╭─ READING PASSAGE

White House Office of Information and Regulatory Affairs Announces Results of Its Preliminary Study on Broadening Public Involvement in Regulatory Processes

Regulations matter. Federal executive action is supposed to be rooted in statutes, established through regulatory processes generally tied to the Administrative Procedure Act (APA), and — at least conceptually — rooted in the principle that members of the public should be given a meaningful opportunity to provide input to regulators. Providing such opportunities, however, has proved difficult.

Because “federal regulations make a difference in people’s lives every day,” since taking office, the Biden Administration has sought to encourage broad public participation, but particularly from historically “underserved” communities. Key policy documents related to these efforts include a January 20, 2021, White House memorandum entitled “Modernizing Regulatory Review,” which focuses in part on ensuring that “regulatory initiatives appropriately benefit and do not inappropriately burden” disadvantaged communities and Executive Order 13985, entitled “Advancing Racial Equity and Support for Underserved Communities Through the Federal Government.”

╰─
╭─ SUPPLIED RECORDS

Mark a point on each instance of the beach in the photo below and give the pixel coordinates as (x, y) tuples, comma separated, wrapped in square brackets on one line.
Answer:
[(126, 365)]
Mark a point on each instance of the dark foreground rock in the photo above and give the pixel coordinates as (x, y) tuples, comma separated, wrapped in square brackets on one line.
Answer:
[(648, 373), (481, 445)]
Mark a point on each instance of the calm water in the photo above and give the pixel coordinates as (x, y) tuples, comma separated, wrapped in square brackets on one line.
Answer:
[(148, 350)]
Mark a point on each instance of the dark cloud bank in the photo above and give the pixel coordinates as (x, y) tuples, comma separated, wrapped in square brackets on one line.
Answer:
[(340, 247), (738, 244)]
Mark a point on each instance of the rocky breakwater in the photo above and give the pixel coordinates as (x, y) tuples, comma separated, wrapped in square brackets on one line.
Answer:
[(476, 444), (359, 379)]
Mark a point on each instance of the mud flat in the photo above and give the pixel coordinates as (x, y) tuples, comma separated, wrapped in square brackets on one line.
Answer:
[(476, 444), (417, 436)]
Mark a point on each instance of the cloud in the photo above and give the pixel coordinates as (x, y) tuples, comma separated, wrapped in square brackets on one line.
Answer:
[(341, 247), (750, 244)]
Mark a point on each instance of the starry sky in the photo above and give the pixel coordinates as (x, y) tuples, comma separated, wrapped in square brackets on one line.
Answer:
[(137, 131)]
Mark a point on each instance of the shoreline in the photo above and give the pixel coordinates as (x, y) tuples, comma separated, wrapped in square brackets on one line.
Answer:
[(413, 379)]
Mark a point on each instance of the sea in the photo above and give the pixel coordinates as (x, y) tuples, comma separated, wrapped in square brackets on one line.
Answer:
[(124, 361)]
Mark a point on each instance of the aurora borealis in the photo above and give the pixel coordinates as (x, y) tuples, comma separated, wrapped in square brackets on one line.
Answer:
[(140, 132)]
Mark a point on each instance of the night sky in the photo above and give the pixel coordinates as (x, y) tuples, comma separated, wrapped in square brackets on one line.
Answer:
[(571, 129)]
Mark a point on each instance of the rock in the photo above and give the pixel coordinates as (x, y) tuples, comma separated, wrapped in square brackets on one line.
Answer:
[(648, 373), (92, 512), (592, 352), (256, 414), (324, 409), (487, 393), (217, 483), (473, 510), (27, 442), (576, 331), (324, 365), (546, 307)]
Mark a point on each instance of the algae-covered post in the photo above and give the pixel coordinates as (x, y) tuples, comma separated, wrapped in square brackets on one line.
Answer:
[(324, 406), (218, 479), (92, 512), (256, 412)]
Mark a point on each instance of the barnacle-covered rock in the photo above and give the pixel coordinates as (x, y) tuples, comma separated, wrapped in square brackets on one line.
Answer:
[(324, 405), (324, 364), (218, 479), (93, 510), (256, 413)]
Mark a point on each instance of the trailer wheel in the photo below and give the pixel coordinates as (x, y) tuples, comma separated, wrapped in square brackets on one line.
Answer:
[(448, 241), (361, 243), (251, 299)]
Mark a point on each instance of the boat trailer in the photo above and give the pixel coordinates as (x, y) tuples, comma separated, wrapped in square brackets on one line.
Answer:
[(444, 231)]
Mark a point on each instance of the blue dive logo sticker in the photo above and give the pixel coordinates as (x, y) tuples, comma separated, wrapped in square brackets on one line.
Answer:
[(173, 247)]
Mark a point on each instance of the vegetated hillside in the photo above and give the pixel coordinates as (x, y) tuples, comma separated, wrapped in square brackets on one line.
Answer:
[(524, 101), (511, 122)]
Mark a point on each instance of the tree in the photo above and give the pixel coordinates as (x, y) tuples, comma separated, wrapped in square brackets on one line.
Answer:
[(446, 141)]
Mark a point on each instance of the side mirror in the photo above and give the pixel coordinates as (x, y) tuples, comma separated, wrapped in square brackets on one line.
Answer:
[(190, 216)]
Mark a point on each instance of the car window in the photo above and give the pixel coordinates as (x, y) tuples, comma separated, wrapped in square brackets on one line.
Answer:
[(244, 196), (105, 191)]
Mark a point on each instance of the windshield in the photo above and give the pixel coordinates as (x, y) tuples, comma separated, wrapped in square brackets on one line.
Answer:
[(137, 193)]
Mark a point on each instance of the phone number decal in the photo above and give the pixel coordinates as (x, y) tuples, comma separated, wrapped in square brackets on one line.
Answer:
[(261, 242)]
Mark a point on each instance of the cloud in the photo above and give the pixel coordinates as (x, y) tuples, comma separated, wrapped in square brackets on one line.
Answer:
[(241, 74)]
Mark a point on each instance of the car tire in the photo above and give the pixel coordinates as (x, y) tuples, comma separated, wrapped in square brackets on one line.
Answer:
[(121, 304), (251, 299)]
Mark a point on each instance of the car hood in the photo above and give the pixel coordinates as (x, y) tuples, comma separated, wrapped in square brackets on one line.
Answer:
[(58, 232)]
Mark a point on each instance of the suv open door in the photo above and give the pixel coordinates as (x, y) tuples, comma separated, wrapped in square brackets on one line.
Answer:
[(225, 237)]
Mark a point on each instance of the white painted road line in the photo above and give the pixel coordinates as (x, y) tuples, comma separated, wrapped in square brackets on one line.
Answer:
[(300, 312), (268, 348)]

╰─

• _SET OF TASKS_:
1. Answer these questions from the passage on public participation in regulation:
(a) Which act are regulatory processes generally tied to?
(b) On what date was the White House memorandum "Modernizing Regulatory Review" issued?
(c) What is the number of the executive order on advancing racial equity and support for underserved communities?
2. Repeat the stretch of the passage on public participation in regulation from "White House Office" through "has proved difficult.".
3. Say whether each statement agrees with the passage on public participation in regulation, and quote the words that decide it:
(a) Giving the public opportunities to provide input to regulators has proved easy.
(b) The Biden Administration has especially sought participation from historically underserved communities.
(c) The White House memorandum is entitled "Advancing Racial Equity and Support for Underserved Communities Through the Federal Government."
The rows are separate material, unrelated to the passage on public participation in regulation.

• _TASK RESULTS_:
1.
(a) The Administrative Procedure Act (APA)
(b) January 20, 2021
(c) 13985

2.
White House Office of Information and Regulatory Affairs Announces Results of Its Preliminary Study on Broadening Public Involvement in Regulatory Processes

Regulations matter. Federal executive action is supposed to be rooted in statutes, established through regulatory processes generally tied to the Administrative Procedure Act (APA), and — at least conceptually — rooted in the principle that members of the public should be given a meaningful opportunity to provide input to regulators. Providing such opportunities, however, has proved difficult.

3.
(a) No: "Providing such opportunities, however, has proved difficult."
(b) Yes: "but particularly from historically “underserved” communities"
(c) No: "a January 20, 2021, White House memorandum entitled “Modernizing Regulatory Review,”"